** REQUIRED WORK **
• a. Decide whether each statement below agrees with the launch-on-warning passage. Answer yes or no for each, and quote the words of the passage that settle it.
(i) Only the United States and the Soviet Union established a launch-on-warning capability.
(ii) The United States has abandoned launch-on-warning.
(iii) The passage holds that repairing the Russian early warning system would reduce the danger of an accidental launch.
• b. Rewrite the launch-on-warning passage from "A Cold War hangover, launch-on-warning" up to and including "have abandoned it.", changing "radars" to "sensors".
• c. Translate this sentence from the launch-on-warning passage into Spanish: "Numerous proposals have tried to address launch-on-warning concerns."

** PASSAGE **
========================================

A Cold War hangover, launch-on-warning was designed to provide additional protection to nuclear forces by ensuring that a retaliatory attack could be initiated before a first strike obliterated its targets. Implementing launch-on-warning required substantial investment into a network of early warning radars and satellites--plus a command and control system that would allow missiles to be on constant "hair-trigger alert." Its cost proved high enough that only two nuclear powers--the United States and Soviet Union--established a launch-on-warning capability. Nearly 15 years after the Soviet Union's collapse, neither the United States nor Russia have abandoned it.

Numerous proposals have tried to address launch-on-warning concerns. Most point to the Black Brant XII incident as evidence that the precipitous decline of the Russian early warning and command and control systems is the main problem. The argument is simple: If the early warning system was unreliable a decade ago when it was in relatively good shape, imagine how bad the situation is today, after years of decline. Accordingly, many believe the remedy lies in helping Russia compensate for the disrepair, either by creating arrangements that would allow Russia and the United States to share their early warning data, or by providing direct assistance to Russia that would allow it to upgrade its system. These proposals are misguided. Repairing the Russian early warning system would actually increase the danger of an accidental launch.

========================================

** Source records **
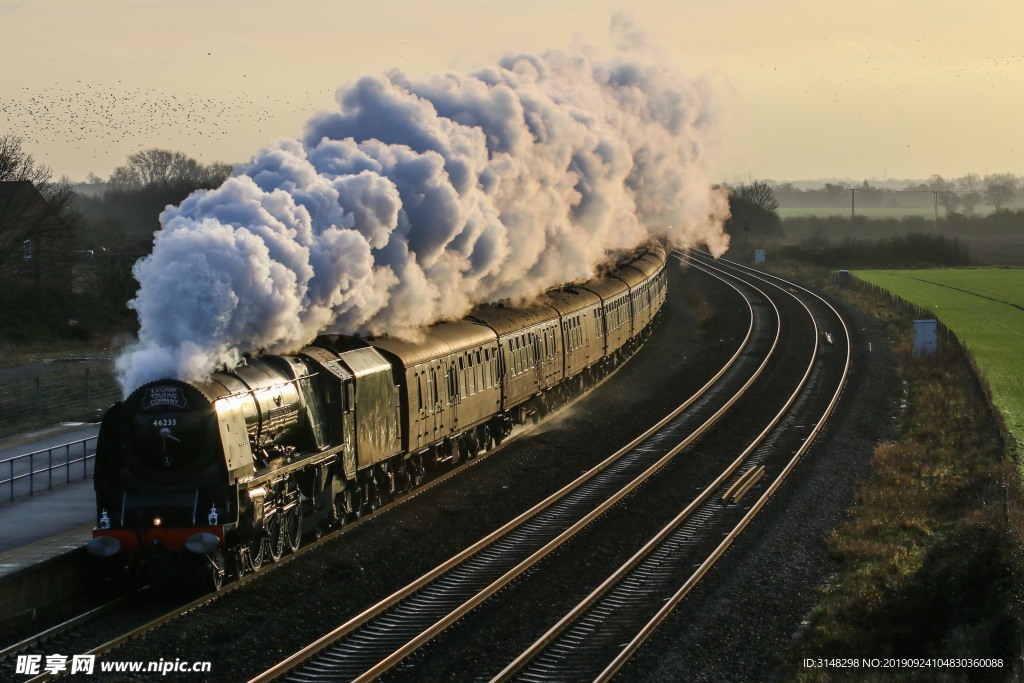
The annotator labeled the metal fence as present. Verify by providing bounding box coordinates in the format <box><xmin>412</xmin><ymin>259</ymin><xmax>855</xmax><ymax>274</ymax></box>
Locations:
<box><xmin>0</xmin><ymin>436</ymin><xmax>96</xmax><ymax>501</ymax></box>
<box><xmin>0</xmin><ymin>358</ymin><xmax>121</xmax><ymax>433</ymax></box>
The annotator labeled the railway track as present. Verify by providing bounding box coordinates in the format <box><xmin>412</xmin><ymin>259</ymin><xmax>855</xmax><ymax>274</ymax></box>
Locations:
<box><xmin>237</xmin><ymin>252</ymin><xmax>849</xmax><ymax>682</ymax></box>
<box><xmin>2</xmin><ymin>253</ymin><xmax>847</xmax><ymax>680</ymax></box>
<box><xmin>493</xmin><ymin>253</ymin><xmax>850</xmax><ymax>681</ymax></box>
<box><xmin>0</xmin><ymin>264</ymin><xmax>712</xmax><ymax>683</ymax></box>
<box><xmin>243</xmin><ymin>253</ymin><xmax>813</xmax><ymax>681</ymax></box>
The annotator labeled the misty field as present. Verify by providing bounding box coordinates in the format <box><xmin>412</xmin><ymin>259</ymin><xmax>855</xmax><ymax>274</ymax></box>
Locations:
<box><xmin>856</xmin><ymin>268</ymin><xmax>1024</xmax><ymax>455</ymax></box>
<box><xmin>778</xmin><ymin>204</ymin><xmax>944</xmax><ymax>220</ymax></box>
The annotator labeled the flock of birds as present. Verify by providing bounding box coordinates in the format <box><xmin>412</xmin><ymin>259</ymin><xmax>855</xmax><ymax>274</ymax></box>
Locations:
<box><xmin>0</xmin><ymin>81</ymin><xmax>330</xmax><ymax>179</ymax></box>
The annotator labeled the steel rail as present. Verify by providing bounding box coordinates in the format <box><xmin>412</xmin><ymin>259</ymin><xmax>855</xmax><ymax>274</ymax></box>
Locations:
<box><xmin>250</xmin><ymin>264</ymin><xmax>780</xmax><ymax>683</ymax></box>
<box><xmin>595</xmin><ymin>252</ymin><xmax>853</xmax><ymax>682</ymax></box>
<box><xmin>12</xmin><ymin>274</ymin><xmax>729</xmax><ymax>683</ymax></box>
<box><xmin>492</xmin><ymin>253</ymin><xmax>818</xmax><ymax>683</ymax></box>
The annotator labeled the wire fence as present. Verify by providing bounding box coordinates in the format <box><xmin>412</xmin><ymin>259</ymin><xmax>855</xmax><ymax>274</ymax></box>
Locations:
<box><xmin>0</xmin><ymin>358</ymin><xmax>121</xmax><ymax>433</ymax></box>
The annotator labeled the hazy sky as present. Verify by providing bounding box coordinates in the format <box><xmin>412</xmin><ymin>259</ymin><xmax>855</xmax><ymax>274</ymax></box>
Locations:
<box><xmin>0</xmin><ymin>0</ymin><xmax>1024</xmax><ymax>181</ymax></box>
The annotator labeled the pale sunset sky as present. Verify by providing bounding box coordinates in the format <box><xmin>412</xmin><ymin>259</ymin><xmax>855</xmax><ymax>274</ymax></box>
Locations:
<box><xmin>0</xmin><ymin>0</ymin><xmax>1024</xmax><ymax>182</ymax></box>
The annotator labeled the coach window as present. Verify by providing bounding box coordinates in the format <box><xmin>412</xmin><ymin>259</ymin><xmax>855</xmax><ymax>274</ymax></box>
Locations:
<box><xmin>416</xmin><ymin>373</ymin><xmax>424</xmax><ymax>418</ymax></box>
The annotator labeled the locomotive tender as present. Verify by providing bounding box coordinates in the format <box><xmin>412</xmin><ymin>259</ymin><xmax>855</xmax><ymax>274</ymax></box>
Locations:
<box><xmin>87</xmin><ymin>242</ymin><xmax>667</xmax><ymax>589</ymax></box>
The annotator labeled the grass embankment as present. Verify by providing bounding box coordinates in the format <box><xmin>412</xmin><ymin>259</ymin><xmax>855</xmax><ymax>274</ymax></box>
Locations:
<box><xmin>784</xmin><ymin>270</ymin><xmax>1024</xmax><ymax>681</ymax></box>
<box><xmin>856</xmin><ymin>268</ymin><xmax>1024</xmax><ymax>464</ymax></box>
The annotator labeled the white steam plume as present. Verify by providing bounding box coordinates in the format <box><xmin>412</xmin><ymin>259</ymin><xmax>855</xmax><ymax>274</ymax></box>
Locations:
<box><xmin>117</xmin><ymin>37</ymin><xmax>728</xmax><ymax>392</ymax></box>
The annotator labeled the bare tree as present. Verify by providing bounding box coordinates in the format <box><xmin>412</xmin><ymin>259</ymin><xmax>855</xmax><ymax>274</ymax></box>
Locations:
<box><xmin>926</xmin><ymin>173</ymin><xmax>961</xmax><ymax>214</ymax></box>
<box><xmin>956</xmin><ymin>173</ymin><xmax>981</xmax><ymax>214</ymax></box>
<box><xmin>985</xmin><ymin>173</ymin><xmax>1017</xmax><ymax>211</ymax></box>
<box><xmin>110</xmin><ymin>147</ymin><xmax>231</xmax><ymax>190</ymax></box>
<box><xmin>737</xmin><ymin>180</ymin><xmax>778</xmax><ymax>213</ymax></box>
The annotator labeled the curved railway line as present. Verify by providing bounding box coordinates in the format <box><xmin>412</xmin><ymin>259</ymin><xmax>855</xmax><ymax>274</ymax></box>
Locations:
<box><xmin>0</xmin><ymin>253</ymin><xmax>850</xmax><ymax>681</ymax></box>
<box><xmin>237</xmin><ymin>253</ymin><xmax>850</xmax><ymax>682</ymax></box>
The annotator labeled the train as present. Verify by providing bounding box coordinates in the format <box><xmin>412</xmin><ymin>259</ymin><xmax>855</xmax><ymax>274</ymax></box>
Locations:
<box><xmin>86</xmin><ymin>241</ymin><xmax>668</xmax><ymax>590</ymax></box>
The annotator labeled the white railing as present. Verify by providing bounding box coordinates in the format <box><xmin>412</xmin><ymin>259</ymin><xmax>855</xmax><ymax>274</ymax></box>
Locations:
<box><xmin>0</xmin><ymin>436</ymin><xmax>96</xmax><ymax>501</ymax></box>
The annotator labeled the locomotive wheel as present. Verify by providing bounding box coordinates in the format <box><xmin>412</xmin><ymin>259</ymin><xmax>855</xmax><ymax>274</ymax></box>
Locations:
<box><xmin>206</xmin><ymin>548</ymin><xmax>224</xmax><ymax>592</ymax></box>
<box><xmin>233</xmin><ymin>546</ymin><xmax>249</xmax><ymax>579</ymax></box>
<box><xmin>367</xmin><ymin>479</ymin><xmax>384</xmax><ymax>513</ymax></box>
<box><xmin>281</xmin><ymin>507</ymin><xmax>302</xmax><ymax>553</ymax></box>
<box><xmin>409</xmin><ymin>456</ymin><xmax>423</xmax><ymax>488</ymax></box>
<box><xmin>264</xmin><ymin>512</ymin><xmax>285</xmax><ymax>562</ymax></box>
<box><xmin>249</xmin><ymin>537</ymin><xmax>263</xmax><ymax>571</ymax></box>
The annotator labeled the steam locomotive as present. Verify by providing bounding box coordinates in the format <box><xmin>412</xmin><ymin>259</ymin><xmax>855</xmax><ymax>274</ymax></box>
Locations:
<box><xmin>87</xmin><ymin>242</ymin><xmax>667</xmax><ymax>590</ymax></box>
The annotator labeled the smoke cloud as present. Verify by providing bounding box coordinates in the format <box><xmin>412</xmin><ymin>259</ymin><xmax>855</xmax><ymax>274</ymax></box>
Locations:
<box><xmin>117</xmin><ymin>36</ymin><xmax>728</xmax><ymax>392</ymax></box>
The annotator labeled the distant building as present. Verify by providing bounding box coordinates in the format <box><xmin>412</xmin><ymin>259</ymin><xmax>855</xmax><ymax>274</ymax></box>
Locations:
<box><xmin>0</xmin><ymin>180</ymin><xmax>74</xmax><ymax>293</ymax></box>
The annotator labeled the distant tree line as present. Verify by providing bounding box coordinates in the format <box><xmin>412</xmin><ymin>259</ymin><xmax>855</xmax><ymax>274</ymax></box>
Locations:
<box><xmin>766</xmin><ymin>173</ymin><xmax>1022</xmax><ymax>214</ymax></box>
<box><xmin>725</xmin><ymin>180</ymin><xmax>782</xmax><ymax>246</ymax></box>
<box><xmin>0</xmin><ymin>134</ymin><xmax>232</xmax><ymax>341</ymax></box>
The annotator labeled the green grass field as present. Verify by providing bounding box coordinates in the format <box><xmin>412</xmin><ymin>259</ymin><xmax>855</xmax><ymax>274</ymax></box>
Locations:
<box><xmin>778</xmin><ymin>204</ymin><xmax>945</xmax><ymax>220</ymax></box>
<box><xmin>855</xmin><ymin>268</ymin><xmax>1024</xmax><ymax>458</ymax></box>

========================================

** RESPONSE LIST **
• a.
(i) Yes: "only two nuclear powers--the United States and Soviet Union--established a launch-on-warning capability."
(ii) No: "neither the United States nor Russia have abandoned it."
(iii) No: "Repairing the Russian early warning system would actually increase the danger of an accidental launch."

• b.
A Cold War hangover, launch-on-warning was designed to provide additional protection to nuclear forces by ensuring that a retaliatory attack could be initiated before a first strike obliterated its targets. Implementing launch-on-warning required substantial investment into a network of early warning sensors and satellites--plus a command and control system that would allow missiles to be on constant "hair-trigger alert." Its cost proved high enough that only two nuclear powers--the United States and Soviet Union--established a launch-on-warning capability. Nearly 15 years after the Soviet Union's collapse, neither the United States nor Russia have abandoned it.

• c. Numerosas propuestas han intentado abordar las preocupaciones relativas al lanzamiento bajo alerta.